Exercise brief — Express the entries from the line containing "Practice step: put one dot on the white car in background" through the end of the entries, inclusive, as a Markdown table with columns Row and Line. Number each row in Row, skip blank lines, and leave out the pictures.

═══ The data ═══

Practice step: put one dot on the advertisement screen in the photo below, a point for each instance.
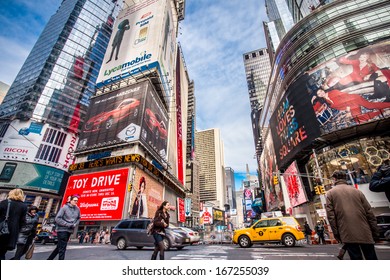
(147, 195)
(272, 191)
(31, 176)
(143, 39)
(154, 131)
(115, 116)
(206, 216)
(295, 190)
(101, 194)
(351, 90)
(292, 124)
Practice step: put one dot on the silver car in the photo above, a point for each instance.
(132, 232)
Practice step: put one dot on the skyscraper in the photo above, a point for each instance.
(257, 70)
(209, 153)
(41, 113)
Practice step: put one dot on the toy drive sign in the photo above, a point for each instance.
(101, 194)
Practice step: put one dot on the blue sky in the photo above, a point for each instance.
(214, 36)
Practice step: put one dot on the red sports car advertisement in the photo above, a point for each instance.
(114, 117)
(294, 185)
(154, 131)
(147, 195)
(101, 194)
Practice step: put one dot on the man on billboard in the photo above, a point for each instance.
(116, 43)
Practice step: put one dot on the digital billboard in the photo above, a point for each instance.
(101, 194)
(143, 39)
(154, 132)
(130, 114)
(292, 124)
(35, 142)
(295, 189)
(31, 176)
(352, 89)
(147, 195)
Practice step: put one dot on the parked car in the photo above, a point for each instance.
(383, 221)
(285, 230)
(194, 235)
(46, 237)
(108, 119)
(132, 232)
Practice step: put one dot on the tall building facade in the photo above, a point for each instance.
(280, 21)
(257, 70)
(210, 155)
(42, 111)
(321, 116)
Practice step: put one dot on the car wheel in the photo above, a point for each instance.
(288, 240)
(109, 123)
(167, 246)
(121, 244)
(244, 241)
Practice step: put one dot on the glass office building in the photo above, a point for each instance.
(328, 105)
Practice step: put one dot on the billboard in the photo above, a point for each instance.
(292, 125)
(30, 176)
(147, 195)
(101, 194)
(295, 189)
(273, 193)
(129, 114)
(40, 143)
(154, 131)
(143, 39)
(352, 89)
(206, 216)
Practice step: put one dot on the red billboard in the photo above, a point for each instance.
(101, 194)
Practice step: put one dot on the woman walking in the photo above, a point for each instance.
(160, 222)
(27, 232)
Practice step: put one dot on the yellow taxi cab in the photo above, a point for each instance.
(279, 229)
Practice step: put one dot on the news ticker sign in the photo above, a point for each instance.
(131, 158)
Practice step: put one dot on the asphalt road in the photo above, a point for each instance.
(77, 251)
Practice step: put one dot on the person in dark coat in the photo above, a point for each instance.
(27, 232)
(16, 220)
(351, 218)
(160, 222)
(66, 219)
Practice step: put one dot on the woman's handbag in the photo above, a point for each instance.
(4, 230)
(30, 251)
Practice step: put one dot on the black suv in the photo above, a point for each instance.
(132, 232)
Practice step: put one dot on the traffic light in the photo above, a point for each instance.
(319, 189)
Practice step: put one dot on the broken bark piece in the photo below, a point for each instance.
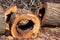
(52, 15)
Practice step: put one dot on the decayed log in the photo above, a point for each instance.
(22, 24)
(52, 14)
(2, 21)
(29, 30)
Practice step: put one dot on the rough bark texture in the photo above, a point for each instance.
(2, 21)
(52, 15)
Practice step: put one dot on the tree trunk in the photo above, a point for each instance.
(52, 15)
(2, 21)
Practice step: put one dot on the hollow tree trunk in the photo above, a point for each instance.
(2, 21)
(52, 15)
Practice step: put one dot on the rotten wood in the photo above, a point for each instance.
(52, 14)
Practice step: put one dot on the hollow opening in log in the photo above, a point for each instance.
(25, 24)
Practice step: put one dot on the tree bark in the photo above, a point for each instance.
(2, 21)
(52, 15)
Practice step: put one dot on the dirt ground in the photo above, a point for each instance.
(44, 34)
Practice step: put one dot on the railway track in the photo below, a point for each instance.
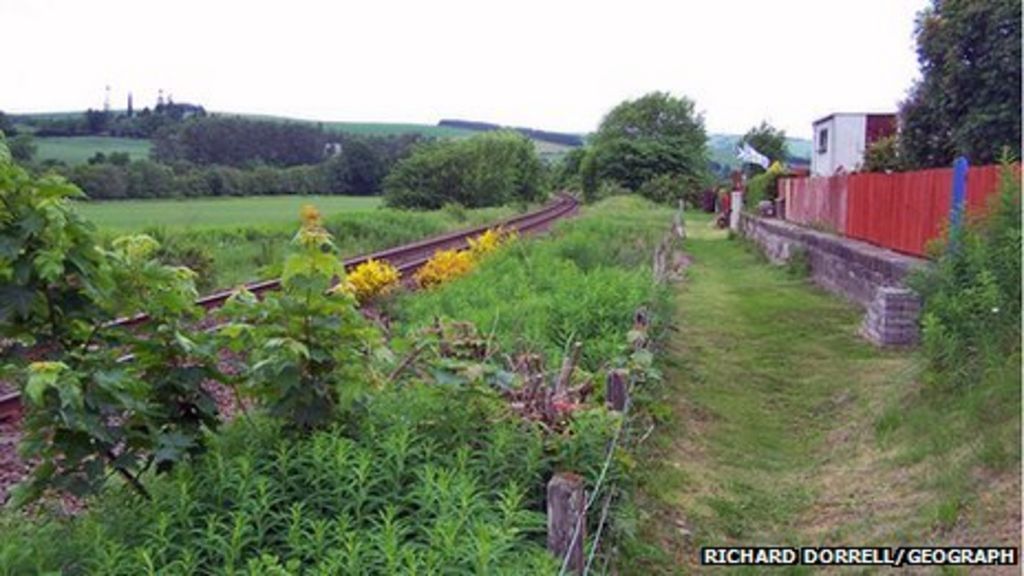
(408, 258)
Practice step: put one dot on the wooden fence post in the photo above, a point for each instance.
(616, 391)
(567, 519)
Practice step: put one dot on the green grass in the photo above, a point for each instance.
(238, 240)
(764, 368)
(216, 212)
(583, 282)
(369, 128)
(78, 150)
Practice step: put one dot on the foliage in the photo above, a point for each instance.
(304, 342)
(768, 140)
(669, 189)
(968, 100)
(371, 279)
(606, 189)
(78, 150)
(972, 313)
(641, 139)
(488, 169)
(884, 155)
(489, 241)
(86, 412)
(567, 170)
(763, 187)
(582, 284)
(443, 266)
(422, 480)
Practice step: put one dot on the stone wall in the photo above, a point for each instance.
(867, 275)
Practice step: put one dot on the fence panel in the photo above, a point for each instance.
(817, 202)
(902, 211)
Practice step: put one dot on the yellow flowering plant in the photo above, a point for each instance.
(371, 279)
(489, 241)
(444, 265)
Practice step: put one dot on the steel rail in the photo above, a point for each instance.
(408, 258)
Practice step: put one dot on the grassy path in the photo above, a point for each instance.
(773, 398)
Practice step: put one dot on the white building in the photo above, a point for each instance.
(841, 138)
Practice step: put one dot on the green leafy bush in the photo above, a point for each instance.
(884, 155)
(669, 189)
(972, 314)
(584, 283)
(420, 480)
(303, 343)
(641, 139)
(88, 414)
(763, 187)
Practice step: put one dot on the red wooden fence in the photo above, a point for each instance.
(819, 202)
(901, 211)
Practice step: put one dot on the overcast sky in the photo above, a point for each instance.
(554, 65)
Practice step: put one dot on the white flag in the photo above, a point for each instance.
(747, 153)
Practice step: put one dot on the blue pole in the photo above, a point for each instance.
(960, 194)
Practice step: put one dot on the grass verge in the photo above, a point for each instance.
(784, 427)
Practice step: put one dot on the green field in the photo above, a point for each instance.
(216, 212)
(368, 128)
(78, 150)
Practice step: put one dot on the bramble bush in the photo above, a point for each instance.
(419, 480)
(584, 282)
(86, 413)
(302, 344)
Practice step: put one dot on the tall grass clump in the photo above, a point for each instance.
(421, 480)
(583, 283)
(966, 414)
(972, 295)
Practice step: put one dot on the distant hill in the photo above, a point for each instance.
(562, 138)
(551, 146)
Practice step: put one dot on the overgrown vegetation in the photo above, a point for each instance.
(972, 314)
(420, 480)
(763, 187)
(968, 100)
(88, 414)
(347, 458)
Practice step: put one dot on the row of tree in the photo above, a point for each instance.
(114, 177)
(488, 169)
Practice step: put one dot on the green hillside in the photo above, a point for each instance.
(368, 128)
(78, 150)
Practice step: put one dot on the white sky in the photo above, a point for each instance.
(551, 65)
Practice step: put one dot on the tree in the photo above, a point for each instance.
(656, 134)
(768, 140)
(968, 100)
(488, 169)
(23, 148)
(884, 156)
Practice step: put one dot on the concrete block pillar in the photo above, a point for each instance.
(735, 207)
(892, 317)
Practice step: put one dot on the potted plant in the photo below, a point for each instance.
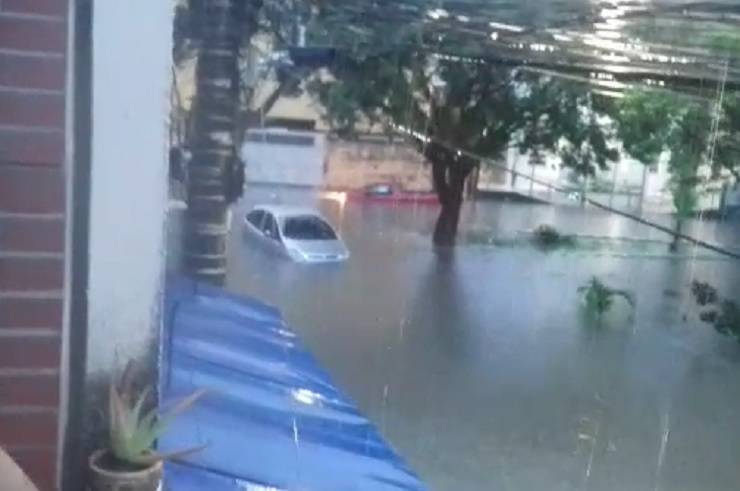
(130, 462)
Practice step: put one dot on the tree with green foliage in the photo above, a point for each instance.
(389, 79)
(644, 127)
(651, 123)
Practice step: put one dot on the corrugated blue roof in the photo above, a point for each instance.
(272, 416)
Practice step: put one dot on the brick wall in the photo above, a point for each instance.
(33, 38)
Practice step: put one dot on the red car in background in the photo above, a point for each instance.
(392, 193)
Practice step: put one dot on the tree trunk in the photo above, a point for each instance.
(676, 239)
(643, 188)
(215, 166)
(449, 172)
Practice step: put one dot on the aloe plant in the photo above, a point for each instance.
(133, 432)
(599, 297)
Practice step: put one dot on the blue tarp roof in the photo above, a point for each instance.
(272, 419)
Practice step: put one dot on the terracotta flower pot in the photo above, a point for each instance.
(104, 478)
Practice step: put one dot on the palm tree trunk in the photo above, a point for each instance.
(215, 161)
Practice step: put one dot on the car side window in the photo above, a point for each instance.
(255, 218)
(269, 227)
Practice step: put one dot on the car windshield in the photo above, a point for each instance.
(308, 228)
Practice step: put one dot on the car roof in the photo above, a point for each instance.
(283, 211)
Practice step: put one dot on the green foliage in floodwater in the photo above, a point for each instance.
(598, 297)
(548, 237)
(721, 313)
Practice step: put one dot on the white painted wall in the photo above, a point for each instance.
(131, 83)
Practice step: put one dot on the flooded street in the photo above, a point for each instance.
(479, 366)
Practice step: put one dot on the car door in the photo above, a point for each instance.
(271, 232)
(254, 220)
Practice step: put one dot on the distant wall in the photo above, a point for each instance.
(355, 164)
(275, 156)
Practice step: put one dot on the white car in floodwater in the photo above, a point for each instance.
(300, 233)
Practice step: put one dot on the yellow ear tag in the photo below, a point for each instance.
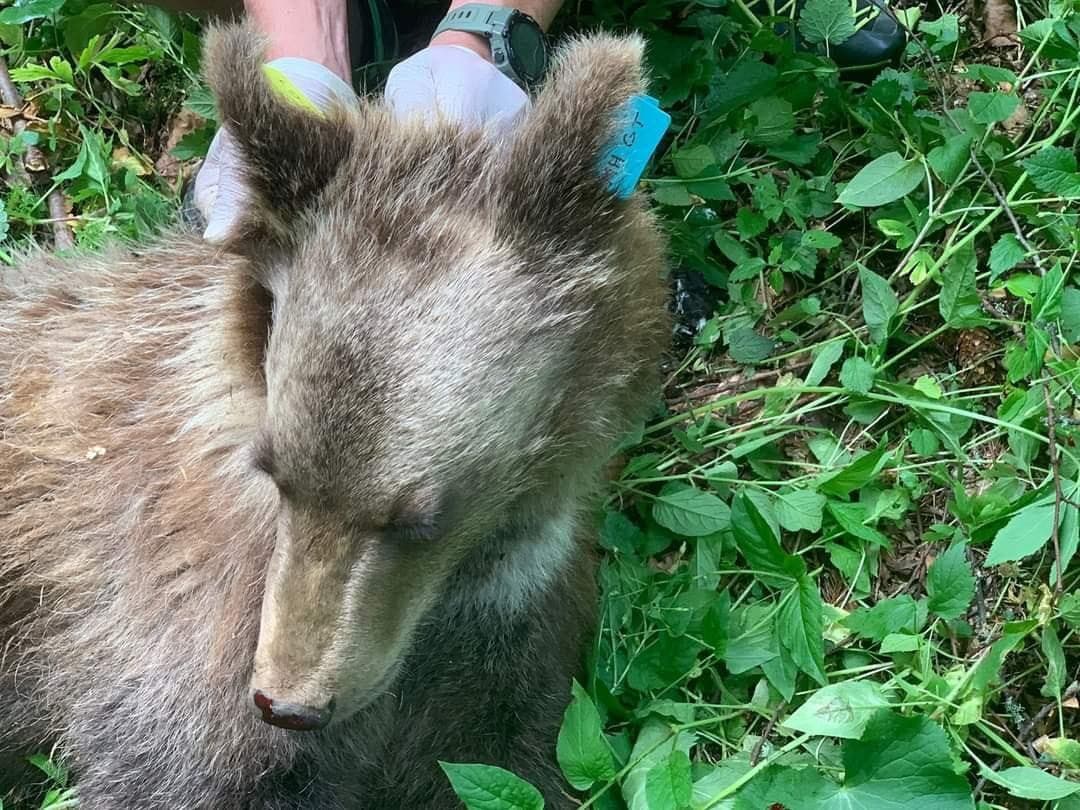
(285, 90)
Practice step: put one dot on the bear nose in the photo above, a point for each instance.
(292, 716)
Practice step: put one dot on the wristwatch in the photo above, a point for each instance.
(518, 48)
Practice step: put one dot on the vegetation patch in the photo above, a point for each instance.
(839, 564)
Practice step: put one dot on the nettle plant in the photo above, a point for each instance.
(99, 83)
(839, 564)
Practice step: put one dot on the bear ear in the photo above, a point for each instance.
(289, 149)
(553, 178)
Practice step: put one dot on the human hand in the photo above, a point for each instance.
(455, 83)
(220, 194)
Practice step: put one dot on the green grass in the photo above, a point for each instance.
(829, 574)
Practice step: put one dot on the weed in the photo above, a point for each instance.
(839, 563)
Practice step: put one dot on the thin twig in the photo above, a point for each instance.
(1028, 727)
(1055, 471)
(999, 196)
(34, 163)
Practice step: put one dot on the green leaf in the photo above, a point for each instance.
(839, 710)
(693, 160)
(824, 358)
(750, 224)
(1053, 170)
(690, 512)
(929, 387)
(894, 615)
(196, 144)
(1027, 531)
(949, 159)
(882, 180)
(950, 584)
(826, 22)
(582, 751)
(655, 744)
(1070, 609)
(959, 302)
(1070, 314)
(851, 517)
(488, 787)
(1031, 783)
(1065, 751)
(988, 671)
(899, 643)
(900, 763)
(667, 784)
(757, 541)
(800, 628)
(24, 12)
(800, 510)
(1006, 254)
(1056, 667)
(55, 772)
(879, 304)
(989, 108)
(771, 121)
(746, 346)
(858, 375)
(859, 473)
(672, 193)
(821, 240)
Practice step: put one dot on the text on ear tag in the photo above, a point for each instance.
(639, 133)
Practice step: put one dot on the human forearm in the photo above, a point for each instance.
(311, 29)
(542, 11)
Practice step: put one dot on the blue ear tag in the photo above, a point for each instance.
(638, 135)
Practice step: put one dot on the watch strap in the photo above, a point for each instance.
(488, 22)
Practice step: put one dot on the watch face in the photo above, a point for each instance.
(528, 53)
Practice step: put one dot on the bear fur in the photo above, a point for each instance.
(406, 367)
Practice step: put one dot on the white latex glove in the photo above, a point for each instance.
(457, 84)
(219, 192)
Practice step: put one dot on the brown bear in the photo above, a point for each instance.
(287, 521)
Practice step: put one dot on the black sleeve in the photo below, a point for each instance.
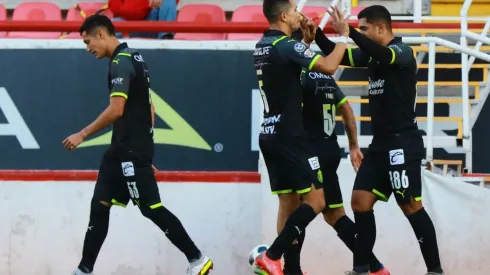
(297, 52)
(122, 72)
(393, 54)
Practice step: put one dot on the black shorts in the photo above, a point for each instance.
(121, 180)
(394, 169)
(328, 152)
(291, 164)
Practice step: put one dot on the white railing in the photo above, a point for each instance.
(466, 64)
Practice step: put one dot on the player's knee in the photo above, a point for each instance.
(149, 211)
(332, 215)
(105, 203)
(411, 207)
(289, 202)
(99, 209)
(316, 199)
(362, 201)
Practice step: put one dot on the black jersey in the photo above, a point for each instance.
(278, 60)
(129, 78)
(392, 89)
(321, 98)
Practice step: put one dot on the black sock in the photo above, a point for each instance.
(426, 235)
(292, 256)
(346, 230)
(366, 237)
(98, 227)
(173, 229)
(295, 225)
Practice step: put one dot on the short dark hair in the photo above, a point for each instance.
(96, 21)
(375, 14)
(273, 8)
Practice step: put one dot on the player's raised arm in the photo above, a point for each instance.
(349, 120)
(352, 57)
(300, 52)
(376, 36)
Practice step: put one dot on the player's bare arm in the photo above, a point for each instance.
(106, 118)
(349, 121)
(331, 62)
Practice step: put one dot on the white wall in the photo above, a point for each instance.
(43, 225)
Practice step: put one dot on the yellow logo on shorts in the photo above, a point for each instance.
(320, 176)
(180, 132)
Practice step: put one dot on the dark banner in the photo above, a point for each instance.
(203, 101)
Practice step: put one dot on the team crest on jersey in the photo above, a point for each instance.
(299, 47)
(309, 53)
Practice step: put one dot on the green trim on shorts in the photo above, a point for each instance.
(337, 205)
(306, 190)
(287, 191)
(156, 205)
(382, 196)
(115, 202)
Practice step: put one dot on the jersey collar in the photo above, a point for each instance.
(274, 33)
(119, 49)
(395, 40)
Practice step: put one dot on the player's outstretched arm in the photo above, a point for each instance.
(386, 55)
(349, 121)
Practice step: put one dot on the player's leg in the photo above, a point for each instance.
(302, 168)
(105, 195)
(144, 193)
(407, 187)
(371, 184)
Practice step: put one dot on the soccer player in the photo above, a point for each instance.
(392, 164)
(292, 166)
(126, 171)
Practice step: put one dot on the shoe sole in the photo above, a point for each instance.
(207, 268)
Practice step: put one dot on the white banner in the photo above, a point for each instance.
(460, 212)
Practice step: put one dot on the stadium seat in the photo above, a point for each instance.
(355, 11)
(3, 16)
(314, 11)
(81, 10)
(247, 13)
(201, 13)
(37, 11)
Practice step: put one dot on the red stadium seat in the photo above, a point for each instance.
(3, 16)
(314, 11)
(355, 11)
(81, 10)
(201, 13)
(36, 11)
(247, 13)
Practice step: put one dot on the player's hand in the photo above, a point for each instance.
(154, 169)
(339, 22)
(356, 157)
(73, 141)
(308, 27)
(155, 3)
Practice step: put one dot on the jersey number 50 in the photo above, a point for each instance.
(261, 89)
(328, 118)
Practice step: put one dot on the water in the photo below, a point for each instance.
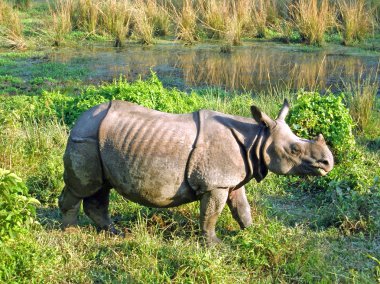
(251, 68)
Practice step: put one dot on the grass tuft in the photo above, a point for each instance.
(186, 20)
(11, 29)
(116, 15)
(313, 18)
(61, 12)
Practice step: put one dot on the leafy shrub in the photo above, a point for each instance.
(17, 208)
(313, 114)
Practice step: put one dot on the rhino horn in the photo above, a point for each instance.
(259, 116)
(284, 110)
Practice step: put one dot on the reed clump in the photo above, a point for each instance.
(11, 29)
(142, 20)
(186, 21)
(263, 14)
(159, 17)
(87, 15)
(312, 19)
(61, 13)
(357, 20)
(362, 98)
(115, 17)
(214, 15)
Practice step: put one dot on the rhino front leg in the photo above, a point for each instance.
(96, 207)
(239, 206)
(212, 204)
(69, 205)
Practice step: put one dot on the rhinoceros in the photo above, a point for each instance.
(162, 160)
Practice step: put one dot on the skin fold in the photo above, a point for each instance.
(164, 160)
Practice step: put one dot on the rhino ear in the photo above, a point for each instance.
(284, 110)
(320, 139)
(259, 116)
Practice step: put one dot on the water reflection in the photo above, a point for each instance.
(250, 68)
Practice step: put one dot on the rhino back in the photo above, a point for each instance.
(145, 153)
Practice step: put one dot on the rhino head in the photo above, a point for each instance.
(287, 154)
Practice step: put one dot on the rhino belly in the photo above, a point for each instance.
(144, 155)
(150, 181)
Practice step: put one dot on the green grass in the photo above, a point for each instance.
(305, 229)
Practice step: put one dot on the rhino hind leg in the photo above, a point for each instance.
(69, 205)
(212, 204)
(96, 207)
(239, 206)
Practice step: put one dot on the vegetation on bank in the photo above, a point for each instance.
(25, 23)
(314, 229)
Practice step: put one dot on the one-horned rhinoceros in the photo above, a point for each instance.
(164, 160)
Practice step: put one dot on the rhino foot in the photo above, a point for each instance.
(211, 241)
(112, 231)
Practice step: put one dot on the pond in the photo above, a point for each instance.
(253, 67)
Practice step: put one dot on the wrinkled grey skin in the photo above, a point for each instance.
(164, 160)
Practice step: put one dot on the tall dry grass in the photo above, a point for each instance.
(143, 25)
(214, 15)
(186, 22)
(263, 13)
(357, 20)
(11, 29)
(61, 11)
(312, 19)
(361, 97)
(158, 13)
(87, 15)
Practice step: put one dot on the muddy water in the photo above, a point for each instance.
(252, 67)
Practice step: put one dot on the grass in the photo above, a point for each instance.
(357, 20)
(11, 29)
(232, 22)
(116, 16)
(61, 11)
(186, 22)
(362, 98)
(313, 19)
(304, 230)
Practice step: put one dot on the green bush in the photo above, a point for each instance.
(313, 113)
(17, 209)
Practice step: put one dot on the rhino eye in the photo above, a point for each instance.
(295, 149)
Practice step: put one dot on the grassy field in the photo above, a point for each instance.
(26, 24)
(304, 230)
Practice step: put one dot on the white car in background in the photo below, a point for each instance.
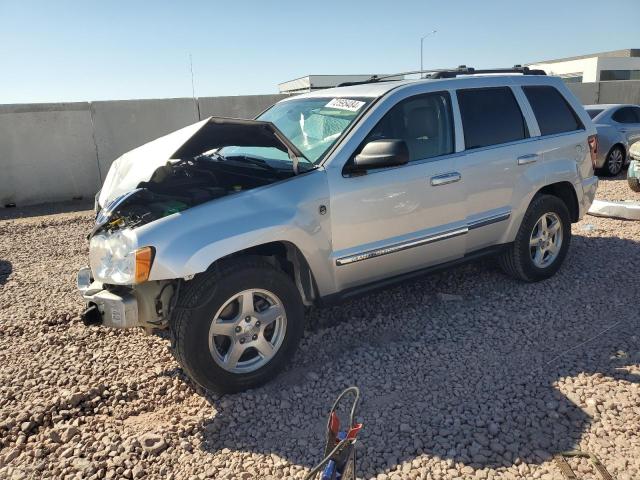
(618, 128)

═══

Response for this exercise —
| Row | Line |
|---|---|
| 1 | Practice step: put one dot on the white car in background in the photo below, a point for each instance. |
| 2 | (618, 128) |